Count the lines in the entries below that contain the string "target", treating uppercase and lowercase as different, and reply with only that number.

>>>>>

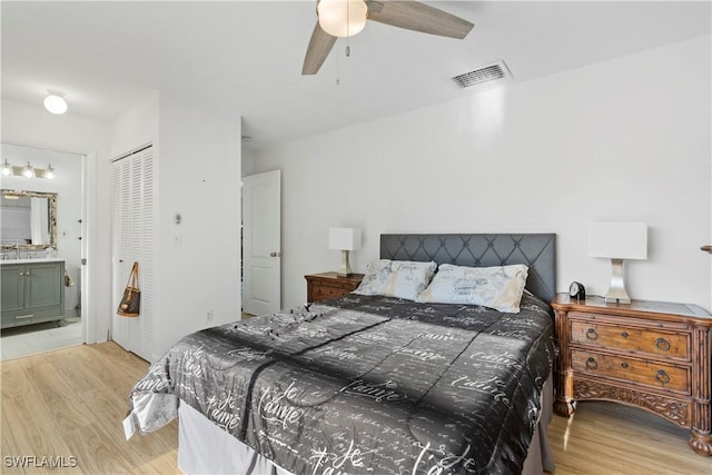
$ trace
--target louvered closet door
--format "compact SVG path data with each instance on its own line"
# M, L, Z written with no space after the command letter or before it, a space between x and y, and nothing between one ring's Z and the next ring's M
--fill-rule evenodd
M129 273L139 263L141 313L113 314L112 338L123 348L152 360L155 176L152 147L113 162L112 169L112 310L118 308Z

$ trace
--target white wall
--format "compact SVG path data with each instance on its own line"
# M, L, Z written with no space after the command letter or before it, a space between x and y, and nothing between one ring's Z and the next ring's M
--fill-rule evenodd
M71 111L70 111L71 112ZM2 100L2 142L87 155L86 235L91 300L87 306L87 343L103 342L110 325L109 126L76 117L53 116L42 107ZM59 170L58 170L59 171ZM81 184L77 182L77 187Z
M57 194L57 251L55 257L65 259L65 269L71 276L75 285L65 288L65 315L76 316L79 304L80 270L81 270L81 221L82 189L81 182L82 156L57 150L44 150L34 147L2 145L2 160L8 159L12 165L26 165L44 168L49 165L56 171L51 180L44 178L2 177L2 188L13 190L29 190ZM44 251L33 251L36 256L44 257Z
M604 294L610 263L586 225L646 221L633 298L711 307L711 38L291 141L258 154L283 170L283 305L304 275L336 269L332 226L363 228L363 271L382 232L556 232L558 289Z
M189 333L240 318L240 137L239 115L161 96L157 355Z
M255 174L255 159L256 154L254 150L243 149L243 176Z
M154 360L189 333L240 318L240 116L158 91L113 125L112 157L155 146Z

<<<<<
>>>>>

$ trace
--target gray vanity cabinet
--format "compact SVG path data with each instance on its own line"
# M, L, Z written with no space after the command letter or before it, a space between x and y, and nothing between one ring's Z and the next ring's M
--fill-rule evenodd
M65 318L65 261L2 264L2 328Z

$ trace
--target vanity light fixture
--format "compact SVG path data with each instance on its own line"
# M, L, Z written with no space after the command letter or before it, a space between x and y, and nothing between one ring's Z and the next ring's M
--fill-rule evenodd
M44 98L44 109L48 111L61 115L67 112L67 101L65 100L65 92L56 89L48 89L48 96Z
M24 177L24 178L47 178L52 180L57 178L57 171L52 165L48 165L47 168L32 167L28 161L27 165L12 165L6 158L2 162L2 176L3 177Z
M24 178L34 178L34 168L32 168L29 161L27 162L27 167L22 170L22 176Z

<<<<<

◆ Solution to the problem ◆
4